## Consigne écrite 1
Présentez en liste numérotée les lignes de données figurant plus bas, du début de ces lignes jusqu'à celle qui contient « 188L220 189L205 197L204 » incluse, sans les lignes vides. N'incluez pas les images dans votre réponse.
# # # #
J’ai toujours trouvé les contenus « documentés » de Netflix relativement médiocres, la teneur du propos et son traitement lacunaires, imprécis, souvent très orientés - dans un sens ou dans l’autre, et en définitive très éloignés de l’idée que je me fais de la connaissance, source claire et rigoureusement vraie.


Pourquoi donc, me direz-vous, allumais-je ma télévision en cette soirée du mercredi 8 mars 2023 ?

Le MH370 a disparu depuis exactement neuf ans. L’avion n’a jamais été retrouvé, les corps des 239 âmes qui se trouvaient à son bord non plus.

Comment pouvait-on de nos jours perdre ainsi la trace d’un tel appareil, symbole de modernité et d’innovation technique ?

Depuis le 8 mars 2014, des voix se sont faites entendre à travers le monde, interrogeant chacun de nous sur cette improbable tragédie du XXIe siècle. Ces voix saisirent la justice et confrontèrent les autorités concernées par l’enquête.

On leur répondit que personne ne savait rien. Haussements d’épaules, regards désolés, promesses solennelles : les pouvoirs publics semblaient tout à fait étrangers au sort des passagers du vol MH370, comme si la scission entre ces deux mondes s’était faite d’emblée, presque au moment de l’embarquement.
# # # #
## Consigne écrite 2
Dans le texte sur la disparition du vol MH370, relevez les réactions énumérées avant les deux-points dans la phrase qui commence par « On leur répondit ».
# # # #
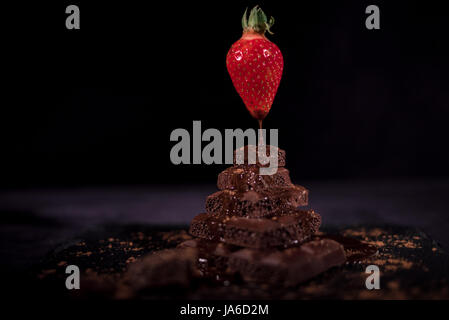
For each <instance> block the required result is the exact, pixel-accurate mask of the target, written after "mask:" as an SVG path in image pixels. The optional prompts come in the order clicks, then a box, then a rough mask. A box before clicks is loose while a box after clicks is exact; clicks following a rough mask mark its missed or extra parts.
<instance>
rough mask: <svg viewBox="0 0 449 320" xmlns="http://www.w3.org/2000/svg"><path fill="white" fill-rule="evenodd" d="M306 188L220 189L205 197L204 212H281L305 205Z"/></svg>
mask: <svg viewBox="0 0 449 320" xmlns="http://www.w3.org/2000/svg"><path fill="white" fill-rule="evenodd" d="M307 203H308V190H307V189H306V188H304V187H302V186H298V185H293V186H292V187H278V188H271V189H269V190H263V191H260V192H256V191H253V190H250V191H246V192H238V191H233V190H222V191H218V192H215V193H213V194H211V195H210V196H208V197H207V199H206V212H207V213H210V214H227V215H231V216H234V215H236V216H244V217H252V218H260V217H268V216H272V215H278V214H282V212H284V211H287V212H288V211H289V210H290V209H291V208H292V207H299V206H306V205H307Z"/></svg>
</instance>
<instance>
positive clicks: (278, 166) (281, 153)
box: [234, 145, 285, 167]
mask: <svg viewBox="0 0 449 320" xmlns="http://www.w3.org/2000/svg"><path fill="white" fill-rule="evenodd" d="M265 147H266V153H265V155H266V156H267V157H268V163H264V164H261V163H260V162H259V156H258V154H257V146H255V145H246V146H244V147H241V148H239V149H237V150H234V165H241V164H250V165H251V164H256V165H258V166H261V167H268V166H271V167H285V151H284V150H282V149H279V148H278V147H275V146H270V145H267V146H265ZM270 147H271V148H273V150H275V151H276V152H277V159H276V158H275V156H271V154H270ZM248 151H249V155H250V157H249V158H248ZM275 161H276V162H275ZM262 162H263V161H262Z"/></svg>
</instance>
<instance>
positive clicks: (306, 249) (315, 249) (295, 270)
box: [229, 239, 346, 286]
mask: <svg viewBox="0 0 449 320" xmlns="http://www.w3.org/2000/svg"><path fill="white" fill-rule="evenodd" d="M345 260H346V258H345V252H344V250H343V246H342V245H340V244H339V243H338V242H336V241H333V240H330V239H323V240H316V241H310V242H307V243H304V244H303V245H301V246H299V247H294V248H289V249H285V250H272V251H260V250H254V249H247V248H245V249H241V250H239V251H236V252H234V253H232V254H231V255H230V257H229V269H230V270H231V271H234V272H238V273H240V275H241V276H242V277H243V279H244V280H246V281H258V282H265V283H267V282H268V283H272V284H277V285H283V286H294V285H297V284H299V283H301V282H304V281H306V280H309V279H311V278H313V277H315V276H317V275H318V274H320V273H322V272H324V271H326V270H328V269H330V268H331V267H334V266H339V265H342V264H343V263H344V262H345Z"/></svg>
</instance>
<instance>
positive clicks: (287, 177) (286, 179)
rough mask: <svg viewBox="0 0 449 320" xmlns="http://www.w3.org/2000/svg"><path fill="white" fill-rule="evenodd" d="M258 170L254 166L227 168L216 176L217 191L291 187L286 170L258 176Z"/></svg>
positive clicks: (237, 166) (257, 166) (259, 168)
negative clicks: (226, 189)
mask: <svg viewBox="0 0 449 320" xmlns="http://www.w3.org/2000/svg"><path fill="white" fill-rule="evenodd" d="M259 170H260V168H259V167H258V166H256V165H241V166H235V167H230V168H227V169H226V170H224V171H222V172H221V173H220V174H219V175H218V182H217V186H218V189H220V190H225V189H229V190H236V191H239V192H245V191H249V190H254V191H262V190H266V189H269V188H275V187H291V186H293V184H292V181H291V180H290V174H289V171H288V170H287V169H286V168H277V172H276V173H275V174H273V175H260V174H259Z"/></svg>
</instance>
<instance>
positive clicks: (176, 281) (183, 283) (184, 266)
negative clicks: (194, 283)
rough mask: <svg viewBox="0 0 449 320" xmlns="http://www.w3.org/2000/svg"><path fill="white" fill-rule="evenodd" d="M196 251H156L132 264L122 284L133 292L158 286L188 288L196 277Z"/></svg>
mask: <svg viewBox="0 0 449 320" xmlns="http://www.w3.org/2000/svg"><path fill="white" fill-rule="evenodd" d="M197 253H198V251H197V250H196V249H194V248H187V247H186V248H176V249H167V250H161V251H157V252H155V253H150V254H147V255H146V256H144V257H143V258H142V259H139V260H138V261H136V262H134V263H132V264H131V265H130V266H129V268H128V270H127V272H126V273H125V276H124V283H125V284H129V285H130V286H131V287H132V290H133V291H139V290H143V289H145V288H151V287H160V286H171V285H173V286H183V287H185V286H188V285H189V284H190V281H191V279H192V278H193V277H196V276H198V275H199V274H198V270H197V267H196V261H197V256H198V255H197Z"/></svg>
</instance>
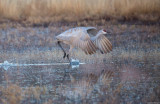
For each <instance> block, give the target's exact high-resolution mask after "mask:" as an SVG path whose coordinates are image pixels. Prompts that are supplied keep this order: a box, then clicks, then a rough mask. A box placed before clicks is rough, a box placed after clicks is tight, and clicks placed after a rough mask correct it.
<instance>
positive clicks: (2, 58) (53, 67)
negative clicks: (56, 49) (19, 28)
mask: <svg viewBox="0 0 160 104" xmlns="http://www.w3.org/2000/svg"><path fill="white" fill-rule="evenodd" d="M158 27H159V26H135V25H133V26H131V25H128V26H122V27H120V26H118V25H113V26H112V27H111V26H107V27H105V28H109V29H110V30H113V34H112V35H109V36H107V37H108V38H109V40H111V42H112V44H113V51H112V52H111V53H110V54H107V55H101V54H97V55H96V56H90V57H87V56H81V53H80V54H78V55H77V58H78V59H79V60H80V62H85V63H86V64H84V65H80V66H79V68H71V67H70V66H69V65H43V66H42V65H40V66H38V65H37V66H14V67H9V68H8V70H4V68H2V67H1V68H0V103H1V104H4V103H6V104H19V103H20V104H146V103H148V104H159V103H160V41H159V39H160V35H159V34H160V30H159V28H158ZM67 28H70V27H64V29H63V28H59V27H58V29H57V27H53V28H52V27H50V28H49V29H48V28H22V29H11V30H10V29H6V30H1V31H0V33H1V35H0V36H1V39H0V42H1V45H0V49H1V50H2V51H0V52H1V54H0V61H1V63H3V62H4V61H5V60H7V61H9V62H13V63H20V64H22V63H28V64H34V63H38V64H39V63H54V62H55V60H58V61H59V59H61V57H62V54H57V55H55V56H54V54H55V53H54V52H55V51H52V50H53V49H55V48H56V49H57V47H56V45H55V44H54V43H53V40H54V39H53V36H54V35H56V34H57V33H60V31H63V30H65V29H67ZM98 28H102V27H98ZM52 33H53V34H52ZM32 50H33V51H32ZM34 50H36V51H34ZM48 50H50V52H48ZM26 51H27V52H28V51H29V52H28V53H27V52H26ZM39 51H40V52H41V53H36V52H39ZM25 52H26V53H25ZM47 52H48V53H47ZM58 52H59V51H58ZM58 52H57V53H58ZM6 53H7V54H6ZM26 54H27V55H26ZM43 56H44V57H43ZM50 57H51V58H50ZM52 57H53V58H54V59H53V58H52ZM27 59H28V60H27ZM58 61H57V62H58Z"/></svg>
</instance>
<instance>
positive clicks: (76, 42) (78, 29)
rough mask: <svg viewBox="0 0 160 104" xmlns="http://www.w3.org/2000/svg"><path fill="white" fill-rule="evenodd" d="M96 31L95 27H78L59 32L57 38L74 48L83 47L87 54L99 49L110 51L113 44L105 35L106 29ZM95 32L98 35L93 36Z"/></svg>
mask: <svg viewBox="0 0 160 104" xmlns="http://www.w3.org/2000/svg"><path fill="white" fill-rule="evenodd" d="M96 31H97V30H96V28H95V27H77V28H72V29H69V30H67V31H65V32H63V33H61V34H59V35H58V36H56V39H57V40H58V41H61V42H63V43H65V44H68V45H70V47H72V48H73V47H78V48H81V49H82V50H83V51H84V52H85V53H86V54H94V53H96V51H97V50H100V51H101V52H102V53H108V52H110V51H111V50H112V44H111V42H110V41H109V40H108V39H107V38H106V37H105V36H104V34H105V33H106V31H103V30H100V31H99V32H98V33H97V32H96ZM94 34H97V35H96V36H93V35H94ZM91 36H93V37H91Z"/></svg>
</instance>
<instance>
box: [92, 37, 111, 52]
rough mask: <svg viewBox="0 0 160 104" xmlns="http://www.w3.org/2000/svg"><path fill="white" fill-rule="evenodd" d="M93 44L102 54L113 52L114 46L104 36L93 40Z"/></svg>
mask: <svg viewBox="0 0 160 104" xmlns="http://www.w3.org/2000/svg"><path fill="white" fill-rule="evenodd" d="M93 42H94V44H95V45H96V47H98V49H99V50H100V51H101V53H102V54H103V53H105V54H106V53H109V52H110V51H112V44H111V42H110V41H109V40H108V39H107V37H105V36H104V35H100V36H99V37H98V38H96V39H95V40H93Z"/></svg>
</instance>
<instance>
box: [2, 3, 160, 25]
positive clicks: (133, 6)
mask: <svg viewBox="0 0 160 104" xmlns="http://www.w3.org/2000/svg"><path fill="white" fill-rule="evenodd" d="M112 18H114V19H127V20H132V19H139V20H147V21H148V20H149V21H156V20H159V19H160V1H159V0H38V1H37V0H0V20H4V19H9V20H16V21H28V22H31V23H42V22H47V23H48V22H55V21H80V20H84V19H89V20H95V19H112Z"/></svg>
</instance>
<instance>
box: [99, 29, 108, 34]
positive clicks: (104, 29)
mask: <svg viewBox="0 0 160 104" xmlns="http://www.w3.org/2000/svg"><path fill="white" fill-rule="evenodd" d="M101 32H102V34H110V32H109V31H107V30H105V29H102V30H101Z"/></svg>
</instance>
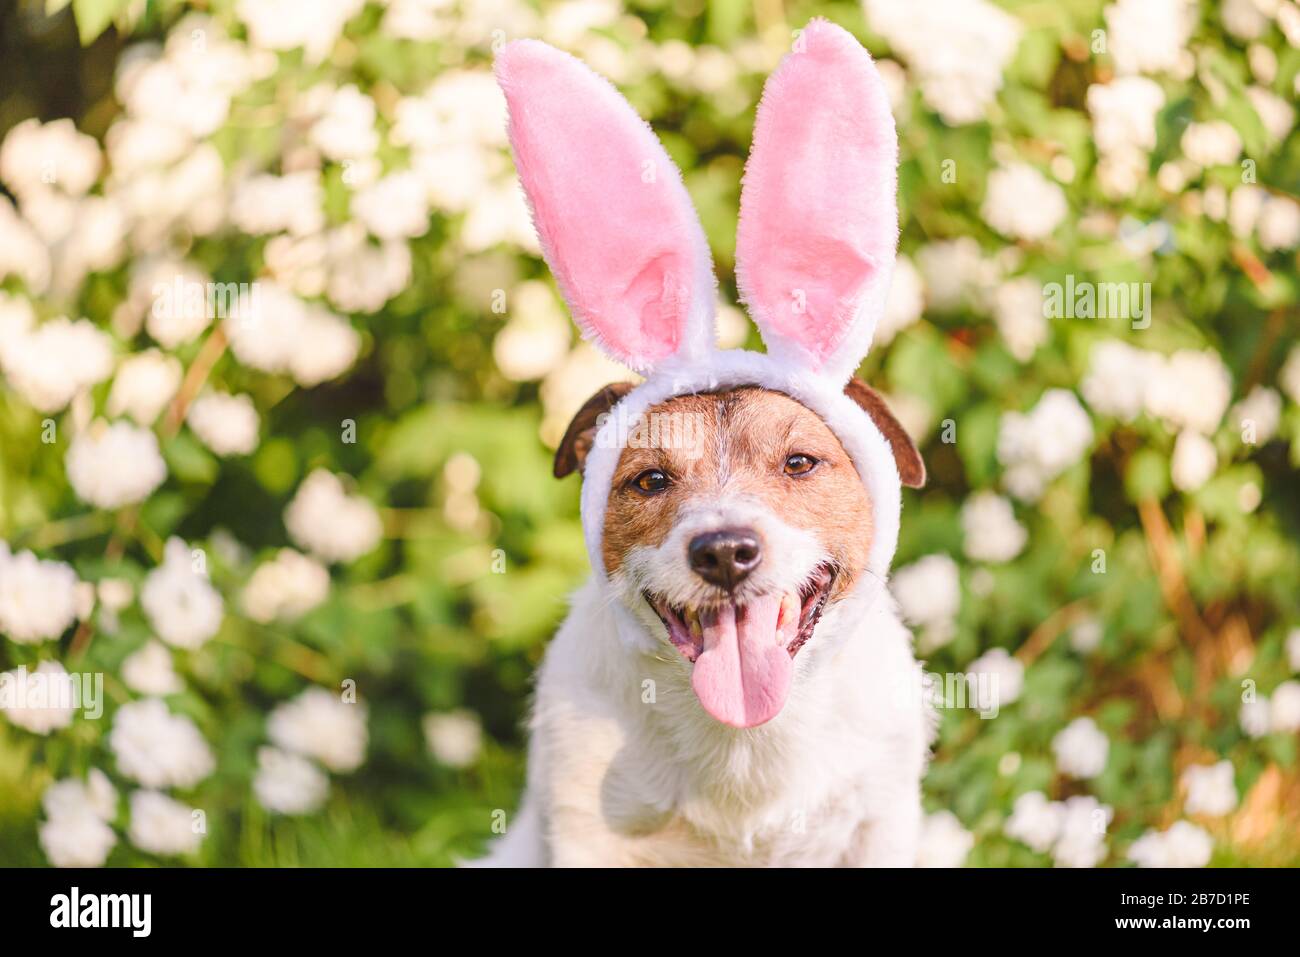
# # # #
## Réponse 1
1. For each <instance> block the required result is the exact, pixel-accurate mask of the target, written after "mask:" as an SVG path in image pixels. The optional prompts come in the order clicks, then a box, then a rough mask. A box before clicks is loose while a box after clicks is exact; clicks following a rough mask mark its missed or extra parts.
2. <instance>
3. rough mask: <svg viewBox="0 0 449 320" xmlns="http://www.w3.org/2000/svg"><path fill="white" fill-rule="evenodd" d="M306 188L220 189L205 197L204 212H281L305 205Z"/></svg>

## Réponse 2
- Haussements d'épaules
- Regards désolés
- Promesses solennelles